Exercise details =
Pick out every line in the records below that contains the string "panel" with the same capitalization.

● ● ●

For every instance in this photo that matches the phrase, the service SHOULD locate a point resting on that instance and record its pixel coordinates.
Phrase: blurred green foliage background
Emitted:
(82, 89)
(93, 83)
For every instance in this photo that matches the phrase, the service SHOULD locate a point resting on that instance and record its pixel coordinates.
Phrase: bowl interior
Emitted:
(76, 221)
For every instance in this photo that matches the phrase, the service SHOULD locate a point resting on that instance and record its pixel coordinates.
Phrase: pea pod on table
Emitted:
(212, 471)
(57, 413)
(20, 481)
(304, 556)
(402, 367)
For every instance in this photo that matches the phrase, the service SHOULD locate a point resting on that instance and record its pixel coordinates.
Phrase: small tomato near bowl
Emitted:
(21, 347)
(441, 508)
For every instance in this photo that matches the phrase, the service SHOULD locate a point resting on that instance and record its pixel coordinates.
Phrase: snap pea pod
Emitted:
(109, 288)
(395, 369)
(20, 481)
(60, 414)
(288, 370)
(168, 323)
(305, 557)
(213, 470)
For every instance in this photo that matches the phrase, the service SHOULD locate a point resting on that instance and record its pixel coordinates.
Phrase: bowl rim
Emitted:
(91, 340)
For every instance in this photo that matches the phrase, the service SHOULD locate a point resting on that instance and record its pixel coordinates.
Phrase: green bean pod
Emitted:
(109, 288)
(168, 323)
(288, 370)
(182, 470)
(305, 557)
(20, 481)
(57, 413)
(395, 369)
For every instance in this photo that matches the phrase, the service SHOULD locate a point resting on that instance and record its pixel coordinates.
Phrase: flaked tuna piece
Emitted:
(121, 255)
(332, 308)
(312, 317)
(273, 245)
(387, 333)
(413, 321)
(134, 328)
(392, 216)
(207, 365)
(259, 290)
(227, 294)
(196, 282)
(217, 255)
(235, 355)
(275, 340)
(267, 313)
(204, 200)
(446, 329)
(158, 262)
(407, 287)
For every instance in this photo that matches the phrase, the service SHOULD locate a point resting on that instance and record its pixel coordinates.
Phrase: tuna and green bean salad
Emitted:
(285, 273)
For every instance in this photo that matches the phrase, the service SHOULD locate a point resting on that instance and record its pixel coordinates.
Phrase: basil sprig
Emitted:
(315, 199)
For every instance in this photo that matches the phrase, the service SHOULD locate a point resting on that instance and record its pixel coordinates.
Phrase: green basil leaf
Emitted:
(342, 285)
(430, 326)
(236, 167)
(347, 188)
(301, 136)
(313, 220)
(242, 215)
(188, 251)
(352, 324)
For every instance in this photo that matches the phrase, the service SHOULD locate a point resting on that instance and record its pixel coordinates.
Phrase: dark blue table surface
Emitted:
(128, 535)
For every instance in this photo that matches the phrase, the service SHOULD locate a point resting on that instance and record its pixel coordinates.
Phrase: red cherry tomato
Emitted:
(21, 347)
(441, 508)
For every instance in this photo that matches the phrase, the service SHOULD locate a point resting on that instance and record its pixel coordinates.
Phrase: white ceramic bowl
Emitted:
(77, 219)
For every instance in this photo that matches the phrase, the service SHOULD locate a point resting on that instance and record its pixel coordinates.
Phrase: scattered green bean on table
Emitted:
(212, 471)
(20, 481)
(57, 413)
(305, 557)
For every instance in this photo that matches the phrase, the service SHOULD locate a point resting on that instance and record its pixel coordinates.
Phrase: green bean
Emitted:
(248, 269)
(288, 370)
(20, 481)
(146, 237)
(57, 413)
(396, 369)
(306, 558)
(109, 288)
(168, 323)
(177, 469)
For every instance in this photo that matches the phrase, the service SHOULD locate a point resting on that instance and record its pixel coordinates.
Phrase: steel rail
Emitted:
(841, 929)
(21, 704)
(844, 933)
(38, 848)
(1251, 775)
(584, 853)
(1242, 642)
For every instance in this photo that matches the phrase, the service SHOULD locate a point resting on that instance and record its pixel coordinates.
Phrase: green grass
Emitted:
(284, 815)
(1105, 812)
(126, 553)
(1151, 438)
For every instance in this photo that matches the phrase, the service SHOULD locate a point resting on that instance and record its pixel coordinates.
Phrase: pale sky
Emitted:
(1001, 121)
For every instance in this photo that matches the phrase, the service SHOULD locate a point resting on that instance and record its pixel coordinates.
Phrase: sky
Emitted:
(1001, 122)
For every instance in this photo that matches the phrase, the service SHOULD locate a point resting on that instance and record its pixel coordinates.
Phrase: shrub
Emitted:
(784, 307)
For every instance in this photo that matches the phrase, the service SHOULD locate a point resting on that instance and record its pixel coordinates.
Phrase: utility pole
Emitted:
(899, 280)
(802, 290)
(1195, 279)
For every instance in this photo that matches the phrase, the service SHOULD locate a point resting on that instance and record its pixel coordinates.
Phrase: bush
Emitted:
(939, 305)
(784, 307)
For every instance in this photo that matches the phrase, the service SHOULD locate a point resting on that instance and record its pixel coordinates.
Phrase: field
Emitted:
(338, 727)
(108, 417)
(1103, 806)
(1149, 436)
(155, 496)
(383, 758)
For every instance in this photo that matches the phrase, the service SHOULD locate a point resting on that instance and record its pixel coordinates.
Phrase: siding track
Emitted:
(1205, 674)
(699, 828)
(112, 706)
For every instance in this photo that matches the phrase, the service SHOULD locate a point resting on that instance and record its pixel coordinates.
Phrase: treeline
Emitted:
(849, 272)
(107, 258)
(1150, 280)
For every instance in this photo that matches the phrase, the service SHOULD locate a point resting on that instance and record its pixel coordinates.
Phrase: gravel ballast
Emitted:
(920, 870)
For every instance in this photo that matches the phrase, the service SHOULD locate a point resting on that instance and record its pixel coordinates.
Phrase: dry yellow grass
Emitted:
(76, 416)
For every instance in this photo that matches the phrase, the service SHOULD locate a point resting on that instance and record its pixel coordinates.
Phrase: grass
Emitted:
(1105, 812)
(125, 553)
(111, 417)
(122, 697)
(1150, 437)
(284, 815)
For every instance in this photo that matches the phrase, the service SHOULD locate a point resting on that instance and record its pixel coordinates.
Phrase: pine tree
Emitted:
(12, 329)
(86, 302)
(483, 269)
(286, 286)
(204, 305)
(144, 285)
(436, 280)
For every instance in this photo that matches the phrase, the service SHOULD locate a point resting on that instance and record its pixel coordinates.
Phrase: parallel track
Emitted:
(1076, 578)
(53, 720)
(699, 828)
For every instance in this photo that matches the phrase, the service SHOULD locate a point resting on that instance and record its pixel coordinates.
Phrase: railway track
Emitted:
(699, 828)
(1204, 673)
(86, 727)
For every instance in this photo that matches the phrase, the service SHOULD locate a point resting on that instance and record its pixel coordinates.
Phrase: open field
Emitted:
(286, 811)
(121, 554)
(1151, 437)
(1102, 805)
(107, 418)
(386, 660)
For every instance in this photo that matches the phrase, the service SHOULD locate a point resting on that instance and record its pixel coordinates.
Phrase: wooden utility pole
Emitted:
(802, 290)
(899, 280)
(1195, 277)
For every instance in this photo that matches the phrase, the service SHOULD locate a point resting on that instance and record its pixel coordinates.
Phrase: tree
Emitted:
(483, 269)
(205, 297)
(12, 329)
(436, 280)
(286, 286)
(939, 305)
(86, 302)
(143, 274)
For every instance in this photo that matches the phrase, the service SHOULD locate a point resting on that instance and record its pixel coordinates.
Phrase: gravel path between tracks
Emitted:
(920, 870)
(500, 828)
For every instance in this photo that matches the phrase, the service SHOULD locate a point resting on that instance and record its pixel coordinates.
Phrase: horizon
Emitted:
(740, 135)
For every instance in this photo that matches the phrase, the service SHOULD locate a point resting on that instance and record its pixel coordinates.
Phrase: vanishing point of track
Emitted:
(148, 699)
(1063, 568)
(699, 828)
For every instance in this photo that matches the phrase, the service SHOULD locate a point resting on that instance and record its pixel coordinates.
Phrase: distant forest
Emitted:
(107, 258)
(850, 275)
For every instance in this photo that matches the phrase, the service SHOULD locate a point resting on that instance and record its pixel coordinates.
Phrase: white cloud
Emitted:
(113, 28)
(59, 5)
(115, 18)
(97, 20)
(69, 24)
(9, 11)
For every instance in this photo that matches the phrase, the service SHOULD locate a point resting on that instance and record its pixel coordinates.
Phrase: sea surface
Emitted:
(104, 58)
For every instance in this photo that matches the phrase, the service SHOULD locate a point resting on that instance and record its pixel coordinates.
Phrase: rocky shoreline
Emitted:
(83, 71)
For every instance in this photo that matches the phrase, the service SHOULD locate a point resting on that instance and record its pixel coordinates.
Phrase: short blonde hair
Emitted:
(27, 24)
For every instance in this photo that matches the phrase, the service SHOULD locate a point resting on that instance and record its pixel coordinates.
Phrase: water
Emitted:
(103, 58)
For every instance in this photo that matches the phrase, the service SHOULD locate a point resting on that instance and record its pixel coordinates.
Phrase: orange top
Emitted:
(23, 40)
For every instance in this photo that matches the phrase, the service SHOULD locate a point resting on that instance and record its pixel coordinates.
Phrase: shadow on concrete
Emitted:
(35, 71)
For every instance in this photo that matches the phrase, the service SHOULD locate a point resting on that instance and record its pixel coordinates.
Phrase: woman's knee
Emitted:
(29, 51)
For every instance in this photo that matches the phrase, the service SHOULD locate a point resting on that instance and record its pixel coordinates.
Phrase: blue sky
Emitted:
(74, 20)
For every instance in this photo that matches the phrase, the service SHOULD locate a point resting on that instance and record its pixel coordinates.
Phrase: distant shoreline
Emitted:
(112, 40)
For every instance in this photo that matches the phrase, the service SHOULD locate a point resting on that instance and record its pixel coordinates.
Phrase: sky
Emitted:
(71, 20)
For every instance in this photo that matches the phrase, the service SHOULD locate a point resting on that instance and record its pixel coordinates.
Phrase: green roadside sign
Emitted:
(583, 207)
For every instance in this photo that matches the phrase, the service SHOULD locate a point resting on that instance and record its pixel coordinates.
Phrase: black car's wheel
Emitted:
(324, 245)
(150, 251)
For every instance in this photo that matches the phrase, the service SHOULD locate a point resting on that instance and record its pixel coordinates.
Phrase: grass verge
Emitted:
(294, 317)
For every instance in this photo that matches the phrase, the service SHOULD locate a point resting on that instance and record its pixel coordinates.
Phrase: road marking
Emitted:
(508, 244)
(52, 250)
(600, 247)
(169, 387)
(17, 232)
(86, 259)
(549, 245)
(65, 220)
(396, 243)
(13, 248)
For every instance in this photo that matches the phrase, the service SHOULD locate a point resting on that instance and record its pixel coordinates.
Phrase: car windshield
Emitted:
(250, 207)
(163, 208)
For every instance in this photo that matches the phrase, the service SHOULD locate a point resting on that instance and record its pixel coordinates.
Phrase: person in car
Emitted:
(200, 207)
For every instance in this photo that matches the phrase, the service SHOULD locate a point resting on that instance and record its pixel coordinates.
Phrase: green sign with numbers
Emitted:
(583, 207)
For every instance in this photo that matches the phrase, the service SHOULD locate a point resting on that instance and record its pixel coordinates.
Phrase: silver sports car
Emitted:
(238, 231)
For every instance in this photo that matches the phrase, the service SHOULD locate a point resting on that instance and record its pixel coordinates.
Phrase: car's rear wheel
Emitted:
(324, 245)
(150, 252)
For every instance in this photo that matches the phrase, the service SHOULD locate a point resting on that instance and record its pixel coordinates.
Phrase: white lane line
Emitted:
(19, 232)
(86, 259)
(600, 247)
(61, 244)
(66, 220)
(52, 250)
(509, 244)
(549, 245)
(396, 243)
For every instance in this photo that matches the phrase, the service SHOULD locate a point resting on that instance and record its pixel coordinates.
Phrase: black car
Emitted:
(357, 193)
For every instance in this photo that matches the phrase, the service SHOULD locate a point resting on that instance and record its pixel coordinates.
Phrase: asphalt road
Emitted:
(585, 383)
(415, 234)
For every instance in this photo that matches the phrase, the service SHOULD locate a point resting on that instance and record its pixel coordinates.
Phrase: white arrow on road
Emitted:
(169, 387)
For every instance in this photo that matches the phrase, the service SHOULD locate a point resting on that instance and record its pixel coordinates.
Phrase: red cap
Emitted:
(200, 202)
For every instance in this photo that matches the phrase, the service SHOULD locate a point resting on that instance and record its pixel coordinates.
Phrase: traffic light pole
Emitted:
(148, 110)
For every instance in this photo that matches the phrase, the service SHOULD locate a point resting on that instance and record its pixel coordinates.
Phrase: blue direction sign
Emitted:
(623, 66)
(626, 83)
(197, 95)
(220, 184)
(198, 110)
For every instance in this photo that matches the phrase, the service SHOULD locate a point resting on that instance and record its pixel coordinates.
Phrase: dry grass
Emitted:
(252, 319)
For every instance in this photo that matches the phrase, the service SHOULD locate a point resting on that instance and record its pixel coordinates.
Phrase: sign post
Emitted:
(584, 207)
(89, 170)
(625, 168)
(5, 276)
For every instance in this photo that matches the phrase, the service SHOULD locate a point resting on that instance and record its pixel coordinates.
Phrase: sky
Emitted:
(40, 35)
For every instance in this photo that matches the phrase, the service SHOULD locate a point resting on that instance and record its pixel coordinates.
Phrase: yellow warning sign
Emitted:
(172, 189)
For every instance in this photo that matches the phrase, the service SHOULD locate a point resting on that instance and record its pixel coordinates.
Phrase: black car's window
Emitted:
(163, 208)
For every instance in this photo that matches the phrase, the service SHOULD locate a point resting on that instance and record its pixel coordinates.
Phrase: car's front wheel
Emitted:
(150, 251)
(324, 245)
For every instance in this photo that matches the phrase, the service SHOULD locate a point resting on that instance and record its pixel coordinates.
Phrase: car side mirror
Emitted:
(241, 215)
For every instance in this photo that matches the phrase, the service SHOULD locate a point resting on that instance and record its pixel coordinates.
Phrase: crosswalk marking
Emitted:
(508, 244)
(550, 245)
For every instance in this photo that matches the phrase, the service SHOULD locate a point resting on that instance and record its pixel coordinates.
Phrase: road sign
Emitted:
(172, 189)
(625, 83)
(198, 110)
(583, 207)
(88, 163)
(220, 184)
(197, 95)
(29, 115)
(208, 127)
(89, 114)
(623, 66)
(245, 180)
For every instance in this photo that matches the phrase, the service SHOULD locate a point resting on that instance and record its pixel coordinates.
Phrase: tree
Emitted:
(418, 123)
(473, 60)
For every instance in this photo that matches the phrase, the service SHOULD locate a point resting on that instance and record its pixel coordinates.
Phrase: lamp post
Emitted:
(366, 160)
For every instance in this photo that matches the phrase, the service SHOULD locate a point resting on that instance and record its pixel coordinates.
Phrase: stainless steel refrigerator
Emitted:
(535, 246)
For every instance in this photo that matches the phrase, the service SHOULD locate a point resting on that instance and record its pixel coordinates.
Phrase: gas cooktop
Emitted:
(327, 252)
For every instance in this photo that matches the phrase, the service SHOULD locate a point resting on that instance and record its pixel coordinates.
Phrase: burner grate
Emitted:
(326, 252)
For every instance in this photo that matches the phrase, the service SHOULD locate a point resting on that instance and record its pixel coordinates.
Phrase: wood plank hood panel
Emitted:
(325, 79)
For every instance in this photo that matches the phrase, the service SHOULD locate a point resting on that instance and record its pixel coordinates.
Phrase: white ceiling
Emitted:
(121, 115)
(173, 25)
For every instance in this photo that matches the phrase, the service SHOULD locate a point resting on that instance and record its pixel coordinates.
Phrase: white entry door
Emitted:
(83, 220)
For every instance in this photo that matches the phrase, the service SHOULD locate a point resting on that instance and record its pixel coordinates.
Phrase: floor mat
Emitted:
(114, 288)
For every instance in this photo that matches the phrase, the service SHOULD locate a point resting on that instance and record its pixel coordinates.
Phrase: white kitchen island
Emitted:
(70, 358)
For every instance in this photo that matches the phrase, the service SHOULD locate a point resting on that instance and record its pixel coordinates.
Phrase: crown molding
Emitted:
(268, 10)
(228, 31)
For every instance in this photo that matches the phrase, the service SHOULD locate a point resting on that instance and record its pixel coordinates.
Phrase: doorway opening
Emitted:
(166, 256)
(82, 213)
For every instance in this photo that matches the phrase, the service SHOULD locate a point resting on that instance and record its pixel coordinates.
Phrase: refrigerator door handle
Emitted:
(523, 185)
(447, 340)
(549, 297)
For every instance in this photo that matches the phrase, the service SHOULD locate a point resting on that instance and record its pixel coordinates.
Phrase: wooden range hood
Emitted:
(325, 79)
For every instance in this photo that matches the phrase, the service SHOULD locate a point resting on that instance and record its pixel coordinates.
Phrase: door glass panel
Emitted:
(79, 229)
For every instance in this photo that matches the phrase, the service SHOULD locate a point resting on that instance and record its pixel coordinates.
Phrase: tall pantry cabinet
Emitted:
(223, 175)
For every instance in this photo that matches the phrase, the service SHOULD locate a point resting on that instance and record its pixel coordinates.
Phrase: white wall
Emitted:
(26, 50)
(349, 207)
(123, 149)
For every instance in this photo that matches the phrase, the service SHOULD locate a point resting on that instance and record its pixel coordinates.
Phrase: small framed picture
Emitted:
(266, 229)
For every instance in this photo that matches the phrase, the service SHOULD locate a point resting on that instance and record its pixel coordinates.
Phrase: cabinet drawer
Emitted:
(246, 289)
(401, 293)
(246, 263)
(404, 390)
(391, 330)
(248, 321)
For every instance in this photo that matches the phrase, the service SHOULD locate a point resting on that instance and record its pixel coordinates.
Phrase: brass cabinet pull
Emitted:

● ● ●

The answer =
Phrase: wood plank hood panel
Phrase: door glass panel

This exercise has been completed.